=== TEXT UNDER STUDY ===
What the the facts show is that these positions should be flip-flopped. What Joe Wilson says and does has precisely zero bearing on Patrick Fitzgerald's investigation. Whether or not he enjoys being on camera, whether of the video or Vanity Fair variety, makes no difference. What matters is that someone leaked the identity of a CIA operative. Wilson's July 6 opinion column could be lies from start to finish (it isn't) and it still wouldn't matter.

On the flip-side, the administration's response to the revelation that its claims about Saddam and uranium weren't true is very telling about their opinion of their own case for the existence of Iraqi WMD in general. There were the weeks of buck-passing (It was Tenet's fault! No, Rice! No Tenet! Hadley! Cambone! Oh my!), the tortured parsing of the statement to hide behind meaningless technical veracity, and of course, the hatchet-flyswat that was the revenge leaks against Joe Wilson and his wife. This grotesque display of defensiveness speaks not only to the absolute politicization of just about everything by this administration, but also to the fatal flimsiness of their WMD case on the whole. Exact massive retaliation against Joe Wilson, not only to punish him for speaking out, but also in the hope that others won't come forward and uncover the rest of their deceptions. Sy Hersh and Richard Clarke as the notable exceptions, this strategy worked; they generally kept people away from the truth long enough to change the rationale for the war about six times.

The problem is, this was an expedient short-term strategy that dooms them in the long run, one in which the chickens are hard-wired to come to roost eventually, in the form of impending criminal indictments.

I'm inclined to agree with Rich's assertions about Rove in the final paragraph of his piece... to a point. It may very well come to sacrificing Rove for the good of the administration, but he is a character in this saga who has no true parallel to any from Watergate. His work is more closely tied to Bush's political fate, and has been since the early 1990's, than any advisor was to Richard Nixon's. If he stays, he may be a visible liability electorally for Bush, but under the surface he is, and always has been key to Bush's success, as well as that of othe Republicans for a long time. Even if Texans knew him in 1986 like they do now, his dirty trick in that year's gubernatorial race (bugging his own office and blaming it on the Democratic incumbent governor) still would have worked. If Rove goes, it will be because Bush (and others) made a decision that public Rove is more harmful to him politically than private Rove is helpful.

What is really at stake here -- and it will become more clear as time goes by -- is not the mere legal fate of Karl Rove or Scooter Libby or any other Bush underling. It is about pulling back the curtain, and exposing the Mayberry Machiavellis for what they are and for what they've done. The politicization of everything. Compromising national security for the purpose of political revenge. And perhaps most damning of all, the administration's unseriousness about national security.

Consider: The unseriousness that allowed Bush, Rove & co. to out Valerie Plame, an operative working on WMD nonproliferation (exposing CIA front company Brewster-Jennings in the process) without a care for the national security implications is the same unseriousness they had about Iraq's supposed weapons. Remember, when they were looking for them, the motives of the administration and its allies amounted to wanting to be proved right; if they really believed the weapons existed, they would have shown a lot more concern that they had gone missing. There was no such concern from the Bushites, only a desire to zing the naysayers. For them, politics is the only seriousness.

This sort of attitude starts at the top; Rove may have a hand in this, but in the end it's laid at the feet of George W Bush. And now begins their collapse under the weight of their own folly. The polls are showing that people don't buy their guff anymore. The law may soon follow.
=== COLLECTED MATERIAL ===
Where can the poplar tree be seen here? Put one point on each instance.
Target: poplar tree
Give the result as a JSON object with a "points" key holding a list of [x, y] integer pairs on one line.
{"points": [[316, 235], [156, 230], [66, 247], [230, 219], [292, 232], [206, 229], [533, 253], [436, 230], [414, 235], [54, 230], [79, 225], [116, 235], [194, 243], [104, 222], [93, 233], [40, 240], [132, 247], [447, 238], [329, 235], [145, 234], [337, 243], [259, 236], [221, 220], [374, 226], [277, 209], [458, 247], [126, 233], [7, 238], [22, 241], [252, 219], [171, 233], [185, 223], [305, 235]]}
===
WORK TASK
In the commentary on the Plame leak, what was Rove's dirty trick in the 1986 gubernatorial race? The lines have nothing to do with the commentary on the Plame leak.

TASK OUTPUT
He bugged his own office and blamed it on the Democratic incumbent governor.